• [TEXTO DE LEITURA]
Jessé Alves – A leishmaniose é uma doença distribuída em praticamente todos os estados do Brasil, mas há áreas que concentram maior número de casos, como alguns estados do Nordeste (Ceará, Piauí e Maranhão), o sudeste de Minas Gerais, Bahia, Espírito Santo, Rio de Janeiro e, na região norte, Amazônia, Pará, Roraima e Amapá.
Existem dois tipos de leishmaniose: a que acomete principalmente a pele e as mucosas (boca e nariz) e a visceral que acomete órgãos internos, como baço, fígado e medula óssea. A leishmaniose é uma doença grave que pode levar à morte.
Drauzio – Qual é o agente etiológico da leishmaniose?
Jessé Alves – O agente da leishmaniose é um protozoário, a Leishmania, que compreende várias espécies. Ele é transmitido pela picada de um mosquito popularmente conhecido como Mosquito Palha, cujo nome cientifico é Phlebotomus. Conforme a espécie, esse micro-organismo produz formas diferentes da doença. A leishmaniose visceral é a mais grave delas e pode ser fatal, se não for precocemente diagnosticada e tratada.
Drauzio – Existe vacina contra a leishmaniose?
Jessé Alves – Não existe vacina. A única forma de prevenir a doença é evitar a picada do inseto vetor do parasita, o que se consegue usando o repelente sempre e de maneira correta.
FEBRE TIFOIDE
Drauzio – Além da malária, febre amarela, hepatites e leishmaniose, que outras doenças devem ser alvo da atenção dos viajantes?
Jessé Alves – Podemos citar a febre tifoide, doença transmitida por uma bactéria que é adquirida através da alimentação ou de água contaminada. Ela é frequente nos estados das regiões norte e nordeste e está diretamente ligada a práticas de higiene e condições de saneamento básico.
A vacina contra a febre tifoide só pode ser indicada em casos específicos. Não é uma vacina que ofereça proteção ampla contra todos os casos da doença, mas sempre é melhor do que nada.
PRECAUÇÕES
Drauzio – Quando você viaja para esses lugares, que tipo de alimentos você não come?
Jessé Alves – Quando viajo, adoro experimentar alimentos típicos. Acho que conhecer a culinária local faz parte integrante da viagem. No entanto, é sempre importante evitar alimentos crus. Saladas, frutas previamente descascadas, carne e peixes crus ou mal cozidos são veículos de transmissão de uma série de doenças. Por isso, é importante prestar atenção se a comida foi preparada recentemente e se foi aquecida antes de ser levada à mesa. Isso pode reduzir bastante o número de casos de doenças transmitidas por alimentos.
Drauzio – Tem gente que não come salada fora de casa. É justificável essa cautela?
Jessé Alves – Existe o risco de adquirir doenças transmitidas pelas pessoas que preparam os alimentos, principalmente alimentos crus. Aliás, alimento cru nunca é 100% seguro se não for manipulado pela pessoa que vai ingeri-lo. Portanto, ao pedir uma salada fora de casa, é importante avaliar se o local preenche minimamente as condições de higiene adequada e se existe fiscalização e cuidado no preparo dos alimentos.

• [DADOS DE ORIGEM]
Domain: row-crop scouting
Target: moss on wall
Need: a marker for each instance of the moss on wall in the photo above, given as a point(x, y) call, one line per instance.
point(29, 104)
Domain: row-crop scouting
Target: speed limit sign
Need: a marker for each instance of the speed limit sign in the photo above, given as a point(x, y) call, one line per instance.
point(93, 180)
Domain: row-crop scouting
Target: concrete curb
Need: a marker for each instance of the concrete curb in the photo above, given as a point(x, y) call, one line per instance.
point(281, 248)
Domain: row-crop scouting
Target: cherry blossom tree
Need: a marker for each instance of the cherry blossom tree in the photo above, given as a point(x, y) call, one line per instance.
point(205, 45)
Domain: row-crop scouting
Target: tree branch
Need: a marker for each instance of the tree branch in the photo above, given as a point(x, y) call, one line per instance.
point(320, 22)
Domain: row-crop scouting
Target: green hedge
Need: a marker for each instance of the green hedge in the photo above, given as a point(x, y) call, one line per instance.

• [APLIQUE A LEITURA]
1. Responda com base no texto de leitura:
(a) Qual é o nome científico do Mosquito Palha?
(b) Quais órgãos internos a leishmaniose visceral acomete?
(c) Por quais meios é adquirida a bactéria da febre tifoide?
2. Renomeie "Mosquito Palha" como "birigui" e reescreva o trecho do texto de leitura que começa nas palavras "Jessé Alves – O" e termina após "atenção dos viajantes?".

• [RESPOSTAS ESPERADAS]
1.
(a) Phlebotomus.
(b) Baço, fígado e medula óssea.
(c) Pela alimentação ou por água contaminada.

2.
Jessé Alves – O agente da leishmaniose é um protozoário, a Leishmania, que compreende várias espécies. Ele é transmitido pela picada de um mosquito popularmente conhecido como birigui, cujo nome cientifico é Phlebotomus. Conforme a espécie, esse micro-organismo produz formas diferentes da doença. A leishmaniose visceral é a mais grave delas e pode ser fatal, se não for precocemente diagnosticada e tratada.
Drauzio – Existe vacina contra a leishmaniose?
Jessé Alves – Não existe vacina. A única forma de prevenir a doença é evitar a picada do inseto vetor do parasita, o que se consegue usando o repelente sempre e de maneira correta.
FEBRE TIFOIDE
Drauzio – Além da malária, febre amarela, hepatites e leishmaniose, que outras doenças devem ser alvo da atenção dos viajantes?